— start of SUPPLIED RECORDS —
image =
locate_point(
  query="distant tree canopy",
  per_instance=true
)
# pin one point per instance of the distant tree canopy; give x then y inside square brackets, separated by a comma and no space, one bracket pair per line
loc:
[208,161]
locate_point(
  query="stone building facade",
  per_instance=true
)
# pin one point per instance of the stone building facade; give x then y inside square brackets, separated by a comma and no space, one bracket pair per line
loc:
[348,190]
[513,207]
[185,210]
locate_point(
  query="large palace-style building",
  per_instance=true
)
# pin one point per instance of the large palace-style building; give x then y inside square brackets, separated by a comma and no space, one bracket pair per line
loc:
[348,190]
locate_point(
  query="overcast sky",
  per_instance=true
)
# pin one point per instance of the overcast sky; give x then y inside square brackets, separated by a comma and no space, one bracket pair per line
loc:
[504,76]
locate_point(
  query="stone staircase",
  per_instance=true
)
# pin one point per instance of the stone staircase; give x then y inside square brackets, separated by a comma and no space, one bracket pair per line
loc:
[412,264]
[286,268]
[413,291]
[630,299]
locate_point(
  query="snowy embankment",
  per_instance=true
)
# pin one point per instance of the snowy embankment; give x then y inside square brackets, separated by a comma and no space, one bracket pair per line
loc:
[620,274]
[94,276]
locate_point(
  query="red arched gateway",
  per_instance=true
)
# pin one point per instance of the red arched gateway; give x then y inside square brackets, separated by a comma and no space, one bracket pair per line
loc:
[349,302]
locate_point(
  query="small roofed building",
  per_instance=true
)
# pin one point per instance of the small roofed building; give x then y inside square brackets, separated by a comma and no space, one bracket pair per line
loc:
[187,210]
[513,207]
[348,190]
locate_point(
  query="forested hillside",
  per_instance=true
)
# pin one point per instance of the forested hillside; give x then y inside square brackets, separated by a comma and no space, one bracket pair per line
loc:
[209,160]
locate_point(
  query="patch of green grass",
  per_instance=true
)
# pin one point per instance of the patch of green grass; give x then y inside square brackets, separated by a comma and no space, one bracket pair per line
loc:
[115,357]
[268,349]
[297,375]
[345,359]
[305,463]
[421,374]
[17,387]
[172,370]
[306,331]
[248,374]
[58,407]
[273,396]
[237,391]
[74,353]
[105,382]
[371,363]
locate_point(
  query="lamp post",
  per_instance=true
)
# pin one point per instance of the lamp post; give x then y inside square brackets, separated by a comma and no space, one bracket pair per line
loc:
— end of SUPPLIED RECORDS —
▶ _WRITTEN PROBLEM_: Print the complete listing again, exactly as it stands.

▶ _THE RESPONSE_:
image =
locate_point(
  query="distant tree canopy",
  per_instance=true
)
# pin one point per instance of the distant tree canopy; give x then y inside square brackets, separated by a comma and no space, one bracket pair per line
loc:
[208,161]
locate_point(
  query="stone building facade",
  per_instance=true
)
# pin one point per instance of the stone building facade; give x then y inside square brackets, separated by a comma and no space, one bracket pair per line
loc:
[348,190]
[513,207]
[185,210]
locate_point(
  query="large palace-style building",
  per_instance=true
)
# pin one point per instance of the large palace-style building; give x then y inside square brackets, separated by a comma and no space, one bracket pair per line
loc:
[348,190]
locate_point(
  query="overcast sky",
  per_instance=true
)
# pin one point per instance of the overcast sky; give x then y inside square brackets, separated by a comma and no space, one bracket pair per line
loc:
[504,76]
locate_point(
  query="stone staircase",
  per_instance=true
)
# pin one point per instance of the stone staircase; give x then y inside square brackets, separated by a comma and no space, one bracket pair per line
loc:
[412,264]
[286,268]
[413,291]
[630,299]
locate_point(
  query="snowy embankment",
  per_instance=true
)
# pin one point per instance of the snowy embankment; give x then y inside square brackets, separated by a comma and no space, one bracket pair per line
loc:
[620,274]
[94,276]
locate_point(
  query="red arched gateway",
  per_instance=true
)
# pin one point per instance of the red arched gateway; give x then y inside square brackets, separated by a comma and no space, one bracket pair per line
loc:
[349,302]
locate_point(
  query="small roofed building",
  per_instance=true
)
# pin one point per instance of the small roofed building; give x then y inside square brackets, separated by a comma and no space, one bracket pair per line
loc:
[187,210]
[513,207]
[348,190]
locate_point(
  query="forested hillside",
  per_instance=true
)
# pin one point per instance of the forested hillside; give x then y inside square brackets, separated by a comma and no space, one bracket pair per line
loc:
[209,160]
locate_point(
  query="patch of green grass",
  per_instance=true
)
# pin one point per instance of the patch of green grass; give x then y inside square brackets, separated by a comma and no space, one bracket pair per line
loc:
[115,357]
[268,349]
[297,375]
[345,359]
[305,463]
[421,374]
[17,387]
[172,370]
[306,331]
[248,374]
[58,407]
[273,396]
[237,391]
[74,353]
[105,382]
[371,363]
locate_point(
  query="lamp post",
  per_instance=true
)
# pin one point per instance of the lamp post; give x then y inside square brackets, separated by a comma and no space, one bracket pair per line
loc:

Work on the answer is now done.